>> Start TEXT SEGMENT
I DIDN'T LOSS ANY FLOTATION.THE SAME FLOTATION IS IN THE BOAT.I HAVE FLOTATION IN THE NOSE,THE MIDDLE AROUND LIVEWELL,AND BACK WERE THE MOTOR IS&UNDER THE ALUM FLOOR.THE ALUM.DECK & AND THE FLOOR IS NOT HEAVY.ABOUT 3 FT OF THE NOSE IS FLOTATION.I HAD MY 2 BATTERYS IN THE STORAGE WHEN I FIRST BUILD THE DECK.I DIDN'T LOOK THEM UNDER THERE SO I PUT THEM RIGHT BEHIND THE LIVE WELL.I ADDED 3' 5" TO THE ORG.DECK.


----------



## RAPALA (Feb 21, 2008)

BASSBOY IT IS NO PROBLEM I LIKE IT.THE REASON I PUT IT THERE IT PUT ME ABOUT 4 TO 4 1/2 FT.OFF THE FRONT OF THE BOAT.I MAIN PUT MY BOTTOM BOUNCERS,PLANNER BOARD,BLACK LIGHTS,FOOD.THING THAT I DONT USE ALLTHE TIME.THE SPACE IN FRONT OF MY LIVEWELL IS WERE I PUT MY TACKLE BOXES ,MINNOW BUCKET,ECT.THAT KEEPS EVERYTHING OUT OF TH WAY.


----------



## asinz (Feb 21, 2008)

Nice boat, what thickness alum. did you use for the decking?


----------



## RAPALA (Feb 22, 2008)

A LITTLE BIT THINNER THAN 1/8 IN. TH, THE FLOOR IS 1/16 IN.THICK.


----------



## bAcKpAiN (Feb 27, 2008)

You certainly did a great job on your boat, you should be right proud!


----------



## pbw (Feb 27, 2008)

DANG DANG 25 HP on a 14 footer? Any MPH reports?


----------



## scottbustech (Feb 28, 2008)

no attempt too thread hijack but i get 30.4 empty and 25.5 with 2 men 2 dogs 40 duck decoys 30 goose decoys 2 shot guns and lots of ammo and a big lunch lol 
and thats on a 14ftr with 48 inch bottom and a 25 horse


----------



## alabamajon56 (Mar 19, 2008)

were did you get your jack plat and did you gain any speed with it. i have a sixteen ft jon with a fifty and want to get a few more mph out of her. thought a jack plate would help. any info would be a greatly apprciated


----------



## RAPALA (Mar 23, 2008)

The jack plate was put on the boat because of long shift motor.But it plane out faster the motor pushs the boat about 30 to 31 mph.As far as trying it with out the jack-plate I never have.


----------
>> End TEXT SEGMENT
Rewrite the boat thread starting with "## RAPALA (Feb 21, 2008)" and going on through "for the decking?", putting "DRY BAGS" in place of "TACKLE BOXES".
>> Start GIVEN MATERIAL
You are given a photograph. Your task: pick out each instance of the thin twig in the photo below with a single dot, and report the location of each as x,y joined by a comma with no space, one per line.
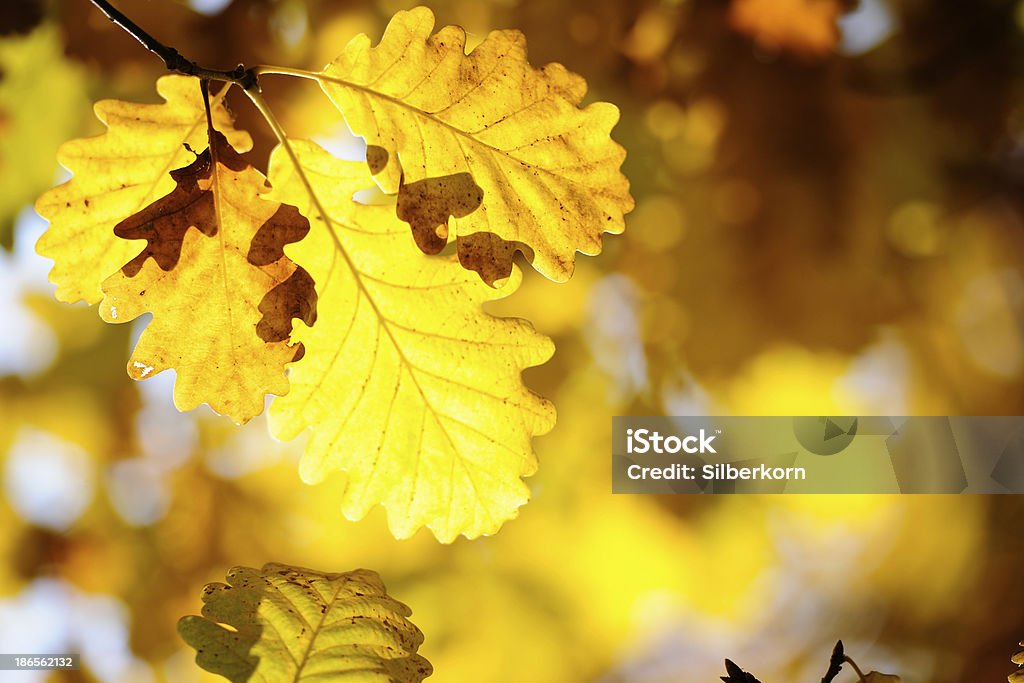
>> End GIVEN MATERIAL
| RESULT OF THE TASK |
## RAPALA (Feb 21, 2008)

BASSBOY IT IS NO PROBLEM I LIKE IT.THE REASON I PUT IT THERE IT PUT ME ABOUT 4 TO 4 1/2 FT.OFF THE FRONT OF THE BOAT.I MAIN PUT MY BOTTOM BOUNCERS,PLANNER BOARD,BLACK LIGHTS,FOOD.THING THAT I DONT USE ALLTHE TIME.THE SPACE IN FRONT OF MY LIVEWELL IS WERE I PUT MY DRY BAGS ,MINNOW BUCKET,ECT.THAT KEEPS EVERYTHING OUT OF TH WAY.


----------



## asinz (Feb 21, 2008)

Nice boat, what thickness alum. did you use for the decking?